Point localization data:
▼
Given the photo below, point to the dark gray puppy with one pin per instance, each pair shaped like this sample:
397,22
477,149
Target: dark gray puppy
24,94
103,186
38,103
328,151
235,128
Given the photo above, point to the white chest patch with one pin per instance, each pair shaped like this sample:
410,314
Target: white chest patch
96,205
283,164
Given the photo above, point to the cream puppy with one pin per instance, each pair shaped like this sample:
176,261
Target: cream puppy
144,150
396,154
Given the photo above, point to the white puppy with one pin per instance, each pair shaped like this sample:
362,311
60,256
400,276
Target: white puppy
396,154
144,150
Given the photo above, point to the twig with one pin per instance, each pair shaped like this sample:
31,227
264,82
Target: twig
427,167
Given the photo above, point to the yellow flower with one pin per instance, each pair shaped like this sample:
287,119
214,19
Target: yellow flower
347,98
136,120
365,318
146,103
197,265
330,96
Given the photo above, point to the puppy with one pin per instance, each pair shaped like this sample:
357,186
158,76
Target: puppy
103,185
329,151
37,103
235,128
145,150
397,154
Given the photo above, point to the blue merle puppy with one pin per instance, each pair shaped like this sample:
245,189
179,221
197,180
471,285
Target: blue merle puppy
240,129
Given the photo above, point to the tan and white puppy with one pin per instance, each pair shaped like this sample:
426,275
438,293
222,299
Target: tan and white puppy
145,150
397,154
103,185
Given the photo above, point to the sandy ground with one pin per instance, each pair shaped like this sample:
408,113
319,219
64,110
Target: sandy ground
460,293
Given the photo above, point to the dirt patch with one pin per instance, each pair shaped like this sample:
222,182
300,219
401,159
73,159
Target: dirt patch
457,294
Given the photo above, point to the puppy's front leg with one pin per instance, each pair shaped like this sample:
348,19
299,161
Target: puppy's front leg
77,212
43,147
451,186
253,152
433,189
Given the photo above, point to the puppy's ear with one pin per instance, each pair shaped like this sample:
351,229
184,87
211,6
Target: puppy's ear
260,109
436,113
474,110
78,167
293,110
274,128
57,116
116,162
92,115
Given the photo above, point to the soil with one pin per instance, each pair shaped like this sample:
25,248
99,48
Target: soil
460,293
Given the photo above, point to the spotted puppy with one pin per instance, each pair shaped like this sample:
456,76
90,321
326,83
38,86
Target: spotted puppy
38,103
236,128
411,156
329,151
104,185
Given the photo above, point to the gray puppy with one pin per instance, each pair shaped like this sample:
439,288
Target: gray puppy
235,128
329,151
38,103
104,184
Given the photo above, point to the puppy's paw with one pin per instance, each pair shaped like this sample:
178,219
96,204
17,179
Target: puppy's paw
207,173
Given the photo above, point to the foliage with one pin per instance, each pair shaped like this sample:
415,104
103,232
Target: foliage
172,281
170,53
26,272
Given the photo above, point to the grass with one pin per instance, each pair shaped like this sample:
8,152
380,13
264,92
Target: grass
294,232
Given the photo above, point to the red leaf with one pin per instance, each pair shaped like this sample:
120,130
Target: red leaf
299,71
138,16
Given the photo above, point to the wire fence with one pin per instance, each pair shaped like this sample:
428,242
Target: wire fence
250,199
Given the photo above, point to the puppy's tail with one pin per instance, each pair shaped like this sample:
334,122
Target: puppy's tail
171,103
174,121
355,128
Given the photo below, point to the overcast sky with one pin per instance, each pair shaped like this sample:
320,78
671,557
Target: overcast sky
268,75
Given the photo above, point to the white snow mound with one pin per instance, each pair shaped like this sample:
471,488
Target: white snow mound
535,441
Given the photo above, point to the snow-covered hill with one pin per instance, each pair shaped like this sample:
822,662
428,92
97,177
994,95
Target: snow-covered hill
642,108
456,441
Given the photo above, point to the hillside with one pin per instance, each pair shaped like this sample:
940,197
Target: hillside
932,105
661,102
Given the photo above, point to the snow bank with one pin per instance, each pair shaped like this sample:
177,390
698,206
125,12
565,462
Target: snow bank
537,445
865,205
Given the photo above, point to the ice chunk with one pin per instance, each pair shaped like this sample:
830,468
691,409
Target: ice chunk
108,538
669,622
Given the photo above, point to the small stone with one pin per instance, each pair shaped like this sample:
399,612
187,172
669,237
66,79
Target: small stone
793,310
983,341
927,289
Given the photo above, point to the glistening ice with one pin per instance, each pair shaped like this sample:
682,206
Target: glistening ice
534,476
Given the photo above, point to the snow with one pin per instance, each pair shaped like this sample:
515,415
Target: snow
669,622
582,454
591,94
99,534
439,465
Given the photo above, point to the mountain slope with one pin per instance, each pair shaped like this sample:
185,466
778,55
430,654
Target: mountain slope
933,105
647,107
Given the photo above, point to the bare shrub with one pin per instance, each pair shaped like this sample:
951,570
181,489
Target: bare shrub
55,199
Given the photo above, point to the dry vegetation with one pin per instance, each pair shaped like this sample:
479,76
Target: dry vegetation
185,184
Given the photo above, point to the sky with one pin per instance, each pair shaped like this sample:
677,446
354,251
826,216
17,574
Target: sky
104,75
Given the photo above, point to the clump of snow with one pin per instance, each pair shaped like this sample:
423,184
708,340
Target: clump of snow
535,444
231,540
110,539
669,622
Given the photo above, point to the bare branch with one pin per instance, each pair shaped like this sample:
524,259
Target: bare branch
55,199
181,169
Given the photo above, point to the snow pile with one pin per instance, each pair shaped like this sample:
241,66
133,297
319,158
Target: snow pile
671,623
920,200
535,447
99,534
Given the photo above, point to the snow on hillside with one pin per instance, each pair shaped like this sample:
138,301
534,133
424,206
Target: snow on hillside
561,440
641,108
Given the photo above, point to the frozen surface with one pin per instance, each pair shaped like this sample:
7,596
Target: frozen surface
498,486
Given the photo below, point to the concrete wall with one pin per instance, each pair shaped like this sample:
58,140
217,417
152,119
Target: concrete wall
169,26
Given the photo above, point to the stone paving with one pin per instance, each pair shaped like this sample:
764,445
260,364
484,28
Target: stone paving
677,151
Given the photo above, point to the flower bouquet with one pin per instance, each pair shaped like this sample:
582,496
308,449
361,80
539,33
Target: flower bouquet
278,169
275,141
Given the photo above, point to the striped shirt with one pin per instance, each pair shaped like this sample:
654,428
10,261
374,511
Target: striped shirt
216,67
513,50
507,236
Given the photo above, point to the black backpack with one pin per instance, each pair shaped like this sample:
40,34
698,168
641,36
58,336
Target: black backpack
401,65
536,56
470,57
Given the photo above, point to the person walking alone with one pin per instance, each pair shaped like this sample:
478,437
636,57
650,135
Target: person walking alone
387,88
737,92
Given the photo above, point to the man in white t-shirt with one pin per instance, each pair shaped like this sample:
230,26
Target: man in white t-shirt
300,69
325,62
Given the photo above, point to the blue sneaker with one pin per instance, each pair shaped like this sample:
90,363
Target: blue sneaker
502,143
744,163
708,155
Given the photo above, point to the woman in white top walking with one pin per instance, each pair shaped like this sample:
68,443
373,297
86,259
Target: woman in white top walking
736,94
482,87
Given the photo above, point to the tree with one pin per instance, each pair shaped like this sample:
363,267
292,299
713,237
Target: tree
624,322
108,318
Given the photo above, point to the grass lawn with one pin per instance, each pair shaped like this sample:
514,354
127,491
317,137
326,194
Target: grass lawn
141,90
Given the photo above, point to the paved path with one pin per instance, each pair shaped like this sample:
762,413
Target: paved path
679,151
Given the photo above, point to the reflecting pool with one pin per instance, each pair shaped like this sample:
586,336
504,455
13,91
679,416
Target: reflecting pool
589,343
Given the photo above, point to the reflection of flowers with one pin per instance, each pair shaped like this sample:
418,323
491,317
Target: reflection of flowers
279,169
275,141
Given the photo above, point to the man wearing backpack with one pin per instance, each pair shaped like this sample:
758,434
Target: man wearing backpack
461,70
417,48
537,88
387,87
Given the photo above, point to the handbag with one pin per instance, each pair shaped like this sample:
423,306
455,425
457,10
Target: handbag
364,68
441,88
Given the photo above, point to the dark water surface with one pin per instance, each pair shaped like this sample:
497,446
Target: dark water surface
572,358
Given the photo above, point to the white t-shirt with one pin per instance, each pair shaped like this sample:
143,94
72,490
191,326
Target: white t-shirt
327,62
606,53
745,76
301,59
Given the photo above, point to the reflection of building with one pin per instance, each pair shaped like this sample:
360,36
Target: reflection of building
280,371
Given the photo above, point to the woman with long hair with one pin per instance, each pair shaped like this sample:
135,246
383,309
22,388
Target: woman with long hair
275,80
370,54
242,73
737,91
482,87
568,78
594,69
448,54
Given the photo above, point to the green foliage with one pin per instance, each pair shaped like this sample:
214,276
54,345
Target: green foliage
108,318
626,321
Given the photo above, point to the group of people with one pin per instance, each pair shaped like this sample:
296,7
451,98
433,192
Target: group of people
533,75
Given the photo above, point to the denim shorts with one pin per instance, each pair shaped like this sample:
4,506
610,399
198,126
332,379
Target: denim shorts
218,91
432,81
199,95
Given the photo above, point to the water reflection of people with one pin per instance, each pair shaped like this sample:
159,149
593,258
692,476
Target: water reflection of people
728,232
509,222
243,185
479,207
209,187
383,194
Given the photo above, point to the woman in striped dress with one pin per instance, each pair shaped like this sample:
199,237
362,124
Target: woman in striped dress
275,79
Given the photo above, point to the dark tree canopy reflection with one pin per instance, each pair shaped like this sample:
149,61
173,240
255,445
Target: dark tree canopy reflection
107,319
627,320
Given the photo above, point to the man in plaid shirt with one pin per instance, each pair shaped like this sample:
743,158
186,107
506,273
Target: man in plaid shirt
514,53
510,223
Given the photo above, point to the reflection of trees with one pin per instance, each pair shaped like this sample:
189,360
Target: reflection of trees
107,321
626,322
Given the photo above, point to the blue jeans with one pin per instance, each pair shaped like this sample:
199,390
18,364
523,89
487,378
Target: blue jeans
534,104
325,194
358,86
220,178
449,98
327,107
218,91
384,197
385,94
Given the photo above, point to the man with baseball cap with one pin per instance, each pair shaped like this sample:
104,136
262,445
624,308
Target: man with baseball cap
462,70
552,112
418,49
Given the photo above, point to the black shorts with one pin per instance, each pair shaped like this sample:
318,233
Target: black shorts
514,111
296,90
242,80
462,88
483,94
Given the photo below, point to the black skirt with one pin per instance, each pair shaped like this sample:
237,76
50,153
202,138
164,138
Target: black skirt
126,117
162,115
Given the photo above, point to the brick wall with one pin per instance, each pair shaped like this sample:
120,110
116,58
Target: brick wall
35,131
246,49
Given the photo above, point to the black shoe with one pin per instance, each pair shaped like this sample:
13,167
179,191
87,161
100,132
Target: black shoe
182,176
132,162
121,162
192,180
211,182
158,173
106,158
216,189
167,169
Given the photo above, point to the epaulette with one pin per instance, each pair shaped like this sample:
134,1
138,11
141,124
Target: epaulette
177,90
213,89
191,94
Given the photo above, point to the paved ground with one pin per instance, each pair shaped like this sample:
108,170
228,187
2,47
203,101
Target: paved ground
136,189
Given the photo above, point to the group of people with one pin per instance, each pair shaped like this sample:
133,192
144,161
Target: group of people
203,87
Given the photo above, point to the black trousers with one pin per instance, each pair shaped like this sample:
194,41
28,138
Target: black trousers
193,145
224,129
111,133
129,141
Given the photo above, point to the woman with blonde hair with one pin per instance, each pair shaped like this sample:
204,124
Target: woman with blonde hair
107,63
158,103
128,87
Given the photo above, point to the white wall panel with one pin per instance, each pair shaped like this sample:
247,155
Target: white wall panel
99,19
▲
■ **What is expected**
Where the string "below" occurs in the data, return the whole line.

■ **Finished exercise**
Given the photo below, point to the dark gray puppy with one pin per instance, each pair shaped like this sample:
Given the photo below, point to the overcast sky with one pin per instance, each pair shaped like this sample:
Given the photo below, point to the concrete wall with one pin per instance, each pair shaped like this sample:
Given the photo below, point to the black skirt with one pin per instance, each pair shaped like this sample:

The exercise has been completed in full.